▶ **Aufgabe A**
Prüfe anhand des Beitrags über persönliche Musikfavoriten, ob die folgenden Aussagen zutreffen: (i) Das Album „Ying Yang“ erschien 1992. (ii) „Sidewalk Maneuvers“ ist das letzte Stück des Albums. (iii) Bendik Hofseth und Rachel Z. waren damals bereits sehr bekannt. Beantworte jede Aussage mit Ja oder Nein und zitiere die entscheidenden Worte des Beitrags wörtlich.
━━━━━ Textauszug ━━━━━
Boah, schwere Auswahl, aber schöner Thread. Als Vertreter der eher jüngeren Generation (1994) versuche ich mich hier mal auch an zehn Favoriten, ausgehend von Musiksozialisation, Vergangenheit, Zeug das ich auch heut noch höre, und wahrscheinlich sieht diese Liste übermorgen wieder anders aus.
Dennoch, hier eine definitiv prägende personal Top Ten:
Steps Ahead - Sidewalk Maneuvers
Was bleibt haften als Kind eines Jazzmusikers? Klar, Jazz, in sämtlichen Formen und Farben. Wahrscheinlich könnte ich alleine da eine Top 10 zusammenwerfen. Steps Ahead stechen da zwischen Tradition, Moderne und Wahnsinn aber sicher heraus, und das 1992er Album "Ying Yang" ist wohl die mit wichtigste Prägung als Kind, als auch in der Jugend. Ist aber auch einfach eine schöne Scheibe. Wie man nach dem Abgang von Kalibern der Marke Brecker und Stern so dermassen seine Qualität hielt, und mit den damals recht unbekannten Bendik Hofseth und Rachel Z. einen wunderbaren Hybrid aus klassischem Jazz und gewagt neuen Strömungen fabriziert und dabei zu keinem Zeitpunkt gewollt aber nicht gekonnt klingt, ringt einem schon Erstaunen ab. "Sidewalk Maneuvers" steht hier als Opener symbolisch für das ganze Album; Leitthemen, Harmonien und Soli im besten Jazzverständnis, aber darunter pulsieren ein ambivalenter Synthesizer, zerfahrene Saitenarbeit und stur durchgezogene Drums - und eröffnen hier, was auf Albumlänge noch in beide Ideenrichtungen erblühen soll und enden wird in der vielleicht besten Version der vielleicht besten Mike Manieri - Komposition: "Sara's Touch".
━━━━━ Datensatzauszüge ━━━━━
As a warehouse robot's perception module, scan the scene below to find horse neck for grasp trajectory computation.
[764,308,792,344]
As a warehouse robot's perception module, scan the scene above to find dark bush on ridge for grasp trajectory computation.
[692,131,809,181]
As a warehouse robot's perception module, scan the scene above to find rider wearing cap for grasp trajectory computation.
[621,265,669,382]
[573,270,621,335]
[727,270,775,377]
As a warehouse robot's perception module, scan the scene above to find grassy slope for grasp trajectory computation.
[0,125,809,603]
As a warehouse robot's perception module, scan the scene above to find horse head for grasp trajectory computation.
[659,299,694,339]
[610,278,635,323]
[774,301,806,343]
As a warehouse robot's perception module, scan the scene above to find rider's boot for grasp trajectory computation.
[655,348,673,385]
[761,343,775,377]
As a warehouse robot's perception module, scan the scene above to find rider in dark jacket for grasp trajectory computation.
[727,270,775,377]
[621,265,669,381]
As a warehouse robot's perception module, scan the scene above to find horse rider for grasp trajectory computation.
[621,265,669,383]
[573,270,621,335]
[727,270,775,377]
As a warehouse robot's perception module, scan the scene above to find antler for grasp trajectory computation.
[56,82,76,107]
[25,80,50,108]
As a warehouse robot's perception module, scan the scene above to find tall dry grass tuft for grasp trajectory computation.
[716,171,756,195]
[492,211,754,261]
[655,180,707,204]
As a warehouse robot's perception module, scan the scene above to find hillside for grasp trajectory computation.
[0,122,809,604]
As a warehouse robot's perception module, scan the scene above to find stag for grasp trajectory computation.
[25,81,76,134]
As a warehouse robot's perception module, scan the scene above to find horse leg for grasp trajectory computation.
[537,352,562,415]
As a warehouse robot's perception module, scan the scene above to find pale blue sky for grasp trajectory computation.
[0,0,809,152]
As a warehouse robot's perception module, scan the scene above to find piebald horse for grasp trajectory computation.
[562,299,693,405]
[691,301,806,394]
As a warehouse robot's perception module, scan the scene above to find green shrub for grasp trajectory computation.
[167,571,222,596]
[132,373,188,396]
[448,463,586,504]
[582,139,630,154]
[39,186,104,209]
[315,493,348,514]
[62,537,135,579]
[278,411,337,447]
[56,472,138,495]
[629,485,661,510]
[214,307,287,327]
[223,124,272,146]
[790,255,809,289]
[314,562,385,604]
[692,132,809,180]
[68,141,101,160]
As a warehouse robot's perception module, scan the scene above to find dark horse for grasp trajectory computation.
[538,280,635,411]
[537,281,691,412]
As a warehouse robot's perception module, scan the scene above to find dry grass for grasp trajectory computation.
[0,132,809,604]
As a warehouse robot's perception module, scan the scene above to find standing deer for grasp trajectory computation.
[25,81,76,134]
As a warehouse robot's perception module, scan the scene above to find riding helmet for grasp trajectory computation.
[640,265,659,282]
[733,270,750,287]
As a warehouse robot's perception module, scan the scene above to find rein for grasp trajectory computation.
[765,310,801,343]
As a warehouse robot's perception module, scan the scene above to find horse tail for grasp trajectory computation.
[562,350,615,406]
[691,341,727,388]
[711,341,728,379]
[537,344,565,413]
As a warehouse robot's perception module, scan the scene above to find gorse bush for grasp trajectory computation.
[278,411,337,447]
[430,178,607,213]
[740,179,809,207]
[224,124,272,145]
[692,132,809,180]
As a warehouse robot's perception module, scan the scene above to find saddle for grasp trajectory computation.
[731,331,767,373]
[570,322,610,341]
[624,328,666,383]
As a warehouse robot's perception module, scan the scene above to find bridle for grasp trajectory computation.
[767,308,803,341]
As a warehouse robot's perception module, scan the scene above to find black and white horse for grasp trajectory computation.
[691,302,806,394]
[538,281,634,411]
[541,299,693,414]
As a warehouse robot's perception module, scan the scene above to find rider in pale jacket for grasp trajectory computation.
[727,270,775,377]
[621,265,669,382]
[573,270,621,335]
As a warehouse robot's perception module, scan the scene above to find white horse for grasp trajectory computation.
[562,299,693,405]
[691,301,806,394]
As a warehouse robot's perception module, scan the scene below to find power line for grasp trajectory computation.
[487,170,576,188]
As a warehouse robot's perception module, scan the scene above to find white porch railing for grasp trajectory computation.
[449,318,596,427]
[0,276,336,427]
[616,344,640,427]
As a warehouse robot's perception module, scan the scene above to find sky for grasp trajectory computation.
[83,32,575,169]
━━━━━
▶ **Aufgabe B**
Trage jede Zeile der Datensätze zusammen, in der die Zeichenfolge „white“ vorkommt, und achte dabei auf Groß- und Kleinschreibung.

▶ **Antwort A**
(i) Ja: „das 1992er Album "Ying Yang"“
(ii) Nein: „"Sidewalk Maneuvers" steht hier als Opener“
(iii) Nein: „mit den damals recht unbekannten Bendik Hofseth und Rachel Z.“

▶ **Antwort B**
As a warehouse robot's perception module, scan the scene above to find black and white horse for grasp trajectory computation.
As a warehouse robot's perception module, scan the scene above to find white horse for grasp trajectory computation.
As a warehouse robot's perception module, scan the scene above to find white porch railing for grasp trajectory computation.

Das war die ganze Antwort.